Region pointing data -
[Start of Attachment]
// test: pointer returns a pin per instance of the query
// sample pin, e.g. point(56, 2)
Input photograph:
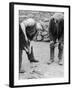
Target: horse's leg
point(52, 47)
point(60, 54)
point(20, 60)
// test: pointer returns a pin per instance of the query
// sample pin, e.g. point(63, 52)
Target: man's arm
point(24, 31)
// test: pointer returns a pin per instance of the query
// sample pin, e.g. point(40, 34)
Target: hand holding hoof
point(50, 61)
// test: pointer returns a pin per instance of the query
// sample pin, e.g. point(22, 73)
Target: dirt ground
point(41, 69)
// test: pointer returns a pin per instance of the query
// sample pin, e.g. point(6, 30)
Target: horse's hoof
point(50, 61)
point(34, 61)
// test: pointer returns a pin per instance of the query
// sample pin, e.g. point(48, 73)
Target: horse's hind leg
point(52, 47)
point(60, 54)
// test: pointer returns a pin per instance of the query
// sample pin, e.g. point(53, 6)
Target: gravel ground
point(41, 69)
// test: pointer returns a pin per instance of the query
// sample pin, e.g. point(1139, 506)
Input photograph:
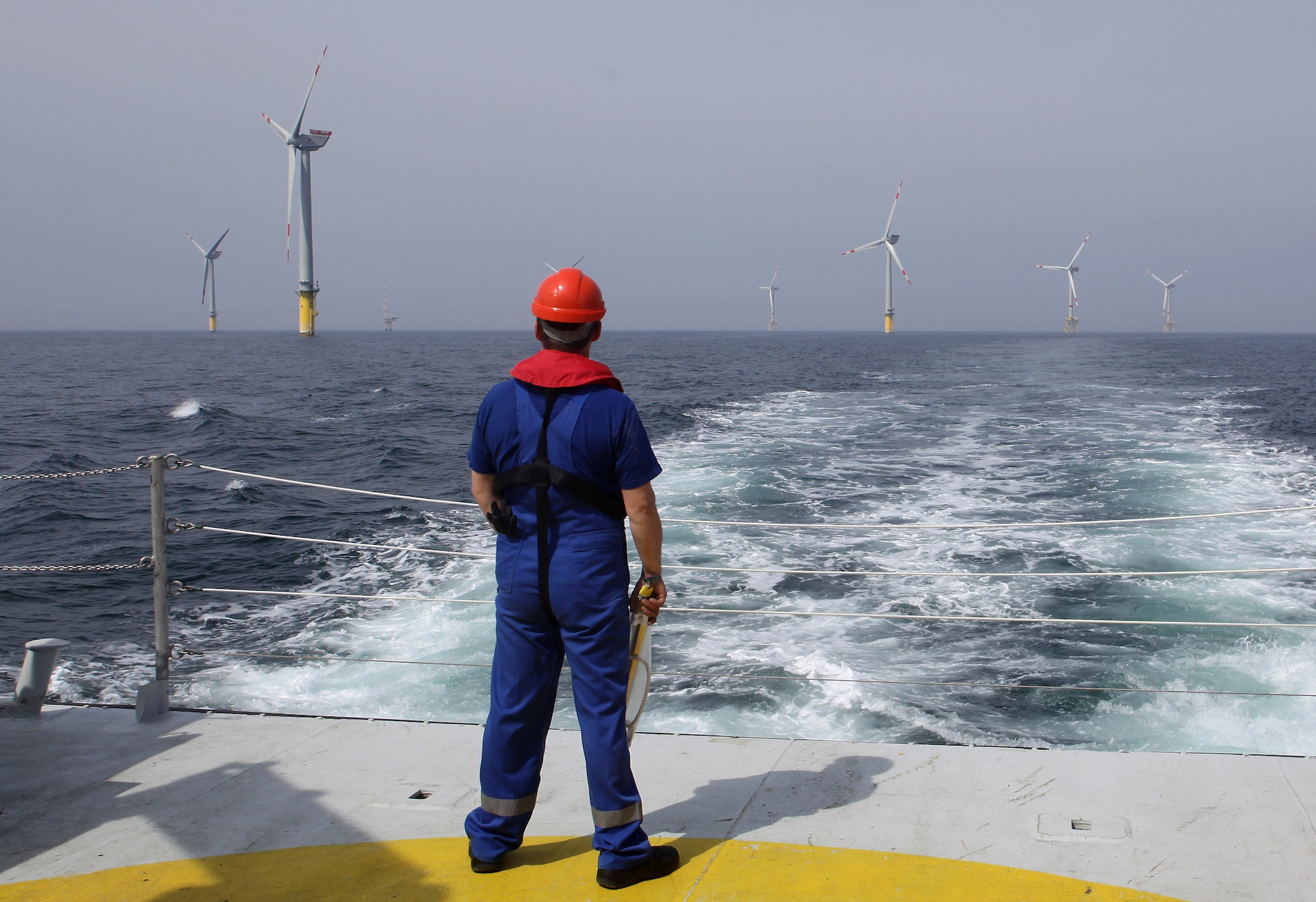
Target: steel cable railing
[End of Attachment]
Instructions to follow - Using the records above, pull out each line where the word "sample" occurs.

Reply to the task -
// sample pin, e.g. point(56, 2)
// sample pin, e.g. point(63, 52)
// sample pin, e.g. point(40, 34)
// sample pin, e.g. point(22, 73)
// sample pin, e.g. point(6, 30)
// sample pin, e.g. point(48, 73)
// sample pin, e.g. point(53, 6)
// sample pin, e.g. point(1139, 506)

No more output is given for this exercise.